→ Task description:
Write out all of the records precisely. Skip anything that is a picture.

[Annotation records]

■ ■ ■ ■ ■

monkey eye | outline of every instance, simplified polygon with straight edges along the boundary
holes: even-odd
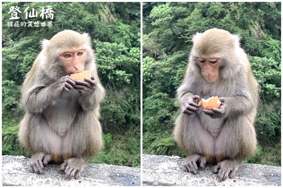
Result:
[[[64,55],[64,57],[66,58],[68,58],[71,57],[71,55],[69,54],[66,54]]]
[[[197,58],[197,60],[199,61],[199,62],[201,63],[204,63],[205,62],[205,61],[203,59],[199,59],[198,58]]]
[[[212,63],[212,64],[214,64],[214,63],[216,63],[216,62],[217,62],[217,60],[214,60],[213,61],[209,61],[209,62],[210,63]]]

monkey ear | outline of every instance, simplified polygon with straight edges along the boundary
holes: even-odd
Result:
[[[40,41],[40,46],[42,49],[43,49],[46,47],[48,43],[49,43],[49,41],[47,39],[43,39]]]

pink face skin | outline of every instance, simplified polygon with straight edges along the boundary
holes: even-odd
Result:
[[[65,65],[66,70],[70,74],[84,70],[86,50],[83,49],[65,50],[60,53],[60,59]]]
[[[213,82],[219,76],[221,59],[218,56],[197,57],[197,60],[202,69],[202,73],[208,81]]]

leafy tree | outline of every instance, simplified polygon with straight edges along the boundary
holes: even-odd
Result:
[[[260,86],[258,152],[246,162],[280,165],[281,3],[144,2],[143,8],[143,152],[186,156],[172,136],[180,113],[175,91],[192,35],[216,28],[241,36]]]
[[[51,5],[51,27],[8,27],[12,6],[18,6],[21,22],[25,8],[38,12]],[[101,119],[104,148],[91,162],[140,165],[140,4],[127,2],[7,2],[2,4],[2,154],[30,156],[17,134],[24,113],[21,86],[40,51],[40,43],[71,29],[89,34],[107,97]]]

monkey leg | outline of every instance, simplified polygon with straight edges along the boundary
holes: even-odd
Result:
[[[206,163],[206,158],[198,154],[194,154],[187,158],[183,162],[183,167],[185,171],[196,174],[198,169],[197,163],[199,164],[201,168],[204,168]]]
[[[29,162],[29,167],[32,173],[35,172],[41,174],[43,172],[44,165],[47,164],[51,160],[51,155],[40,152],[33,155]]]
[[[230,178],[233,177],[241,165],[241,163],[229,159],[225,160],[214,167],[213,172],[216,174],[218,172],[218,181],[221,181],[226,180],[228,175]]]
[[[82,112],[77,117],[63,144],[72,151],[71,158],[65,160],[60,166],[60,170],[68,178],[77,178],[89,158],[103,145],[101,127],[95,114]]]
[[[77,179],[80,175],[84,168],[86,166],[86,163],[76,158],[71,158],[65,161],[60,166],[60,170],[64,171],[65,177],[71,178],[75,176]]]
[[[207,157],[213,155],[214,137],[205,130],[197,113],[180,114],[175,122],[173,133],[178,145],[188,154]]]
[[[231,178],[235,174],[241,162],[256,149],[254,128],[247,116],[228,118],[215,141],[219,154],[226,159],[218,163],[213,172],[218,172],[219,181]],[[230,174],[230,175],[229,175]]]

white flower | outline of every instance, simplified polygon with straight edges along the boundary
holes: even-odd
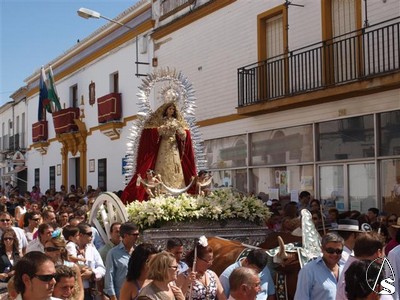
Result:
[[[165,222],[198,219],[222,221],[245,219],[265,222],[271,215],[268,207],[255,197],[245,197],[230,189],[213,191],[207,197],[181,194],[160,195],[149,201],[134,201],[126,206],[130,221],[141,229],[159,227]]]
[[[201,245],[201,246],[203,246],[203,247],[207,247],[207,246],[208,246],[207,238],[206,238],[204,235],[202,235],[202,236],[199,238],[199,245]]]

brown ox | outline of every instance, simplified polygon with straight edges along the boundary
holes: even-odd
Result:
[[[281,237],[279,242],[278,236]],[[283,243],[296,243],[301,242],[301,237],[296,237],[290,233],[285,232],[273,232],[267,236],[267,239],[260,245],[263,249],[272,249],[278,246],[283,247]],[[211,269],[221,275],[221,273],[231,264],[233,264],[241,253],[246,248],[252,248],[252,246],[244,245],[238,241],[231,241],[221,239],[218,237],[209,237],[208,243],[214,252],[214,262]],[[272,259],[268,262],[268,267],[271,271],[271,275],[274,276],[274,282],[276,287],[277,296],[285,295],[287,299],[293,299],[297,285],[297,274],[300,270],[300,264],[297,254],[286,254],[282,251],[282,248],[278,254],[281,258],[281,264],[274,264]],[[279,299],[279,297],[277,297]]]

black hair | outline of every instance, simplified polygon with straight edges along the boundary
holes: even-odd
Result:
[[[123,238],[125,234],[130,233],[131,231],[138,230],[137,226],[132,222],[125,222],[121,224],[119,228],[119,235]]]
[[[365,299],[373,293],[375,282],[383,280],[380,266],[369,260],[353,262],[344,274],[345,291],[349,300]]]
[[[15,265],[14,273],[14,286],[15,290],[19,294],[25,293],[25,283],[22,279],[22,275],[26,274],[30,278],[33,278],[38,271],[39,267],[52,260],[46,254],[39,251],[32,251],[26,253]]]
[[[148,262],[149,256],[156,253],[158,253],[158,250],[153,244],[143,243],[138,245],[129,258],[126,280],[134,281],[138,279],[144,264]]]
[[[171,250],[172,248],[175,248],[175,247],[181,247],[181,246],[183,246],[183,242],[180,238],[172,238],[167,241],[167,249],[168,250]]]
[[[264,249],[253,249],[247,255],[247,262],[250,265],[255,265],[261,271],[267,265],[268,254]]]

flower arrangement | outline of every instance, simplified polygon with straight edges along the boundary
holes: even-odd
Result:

■ ■ ■ ■ ■

→ Solution for this problem:
monkey eye | outline of every instance, simplified polygon with straight edges along the boundary
holes: even-odd
Result:
[[[64,55],[64,57],[66,58],[68,58],[71,57],[71,55],[69,54],[66,54]]]
[[[197,58],[197,60],[199,61],[199,62],[201,63],[204,63],[205,62],[205,61],[203,59],[199,59],[198,58]]]
[[[212,63],[212,64],[214,64],[214,63],[216,63],[216,62],[217,62],[217,60],[214,60],[213,61],[209,61],[209,62],[210,63]]]

monkey ear | outline of every instance, simplified polygon with straight edges along the boundary
holes: even-odd
Result:
[[[40,41],[40,46],[42,49],[43,49],[46,47],[48,43],[49,43],[49,41],[47,39],[43,39]]]

pink face skin | outline of every instance, simplified polygon with straight edges along the boundary
holes: even-odd
Result:
[[[65,65],[66,70],[70,74],[84,70],[86,50],[83,49],[65,50],[60,53],[60,59]]]
[[[213,82],[219,76],[221,59],[218,56],[197,57],[197,60],[202,69],[202,73],[208,81]]]

leafy tree | outline of every instance, simplified polygon with straight edges along the boundary
holes: even-odd
Result:
[[[260,86],[258,152],[246,162],[280,165],[281,3],[144,2],[143,8],[143,152],[186,156],[172,136],[180,113],[175,91],[192,35],[216,28],[241,36]]]
[[[51,5],[51,27],[8,27],[12,6],[18,6],[21,22],[25,8],[38,12]],[[101,119],[104,148],[91,162],[140,165],[140,4],[127,2],[7,2],[2,4],[2,154],[30,156],[17,134],[24,113],[21,86],[40,51],[40,43],[71,29],[89,34],[107,97]]]

monkey leg | outline of every instance, simplified polygon with straight edges along the boundary
holes: even-odd
Result:
[[[206,163],[206,158],[198,154],[194,154],[187,158],[183,162],[183,167],[185,171],[196,174],[198,169],[197,163],[199,164],[201,168],[204,168]]]
[[[29,162],[29,167],[32,173],[35,172],[41,174],[43,172],[44,165],[47,164],[51,160],[51,155],[40,152],[33,155]]]
[[[230,178],[233,177],[241,165],[241,163],[229,159],[225,160],[214,167],[213,172],[216,174],[218,172],[218,181],[221,181],[226,180],[228,175]]]
[[[82,112],[77,117],[63,144],[72,151],[71,158],[65,160],[60,166],[60,170],[68,178],[77,178],[89,158],[103,145],[101,127],[95,114]]]
[[[77,179],[80,175],[84,168],[86,166],[86,163],[76,158],[71,158],[65,161],[60,166],[60,170],[64,171],[65,177],[71,178],[75,176]]]
[[[207,157],[213,155],[214,137],[205,130],[197,113],[180,114],[175,122],[173,133],[178,145],[188,154]]]
[[[231,178],[235,174],[241,162],[256,149],[254,128],[247,116],[228,118],[215,141],[219,154],[226,159],[218,163],[213,172],[218,172],[219,181]],[[230,174],[230,175],[229,175]]]

white flower | outline of every instance, simplified polygon with straight edges along the boundary
holes: even-odd
Result:
[[[165,222],[198,219],[222,221],[245,219],[265,222],[271,215],[268,207],[255,197],[245,197],[230,189],[213,191],[207,197],[181,194],[160,195],[149,201],[134,201],[126,206],[130,221],[141,229],[159,227]]]
[[[201,245],[201,246],[203,246],[203,247],[207,247],[207,246],[208,246],[207,238],[206,238],[204,235],[202,235],[202,236],[199,238],[199,245]]]

brown ox | outline of every instance, simplified polygon with straight edges along the boundary
holes: even-odd
Result:
[[[281,237],[279,242],[278,236]],[[283,243],[296,243],[301,242],[301,237],[296,237],[290,233],[285,232],[273,232],[267,236],[267,239],[260,245],[263,249],[272,249],[278,246],[283,247]],[[211,269],[221,275],[221,273],[231,264],[233,264],[241,253],[246,248],[252,248],[252,246],[244,245],[238,241],[231,241],[221,239],[218,237],[209,237],[208,243],[214,252],[214,262]],[[272,259],[268,262],[268,267],[271,271],[271,275],[274,276],[274,282],[276,287],[277,296],[285,295],[287,299],[293,299],[297,285],[297,274],[300,270],[300,264],[297,254],[286,254],[282,251],[282,248],[278,254],[281,258],[281,264],[274,264]],[[279,299],[279,297],[277,297]]]

black hair | outline of every instance, simplified polygon with straight edges along the boundary
holes: even-odd
Result:
[[[123,238],[125,234],[130,233],[131,231],[138,230],[137,226],[132,222],[125,222],[121,224],[119,228],[119,235]]]
[[[365,299],[373,293],[375,282],[383,280],[380,266],[369,260],[353,262],[344,274],[345,291],[349,300]]]
[[[15,265],[14,273],[14,286],[15,290],[19,294],[25,293],[25,283],[22,279],[22,275],[26,274],[30,278],[33,278],[38,271],[39,267],[52,260],[46,254],[39,251],[32,251],[26,253]]]
[[[148,262],[149,256],[156,253],[158,253],[158,250],[153,244],[143,243],[138,245],[129,258],[126,280],[134,281],[138,279],[144,264]]]
[[[171,250],[172,248],[175,248],[175,247],[181,247],[181,246],[183,246],[183,242],[180,238],[172,238],[167,241],[167,249],[168,250]]]
[[[264,249],[253,249],[247,255],[247,262],[250,265],[255,265],[261,271],[267,265],[268,254]]]

flower arrangement | outline of every instance, simplified polygon with straight edges along the boundary
holes: even-odd
Result:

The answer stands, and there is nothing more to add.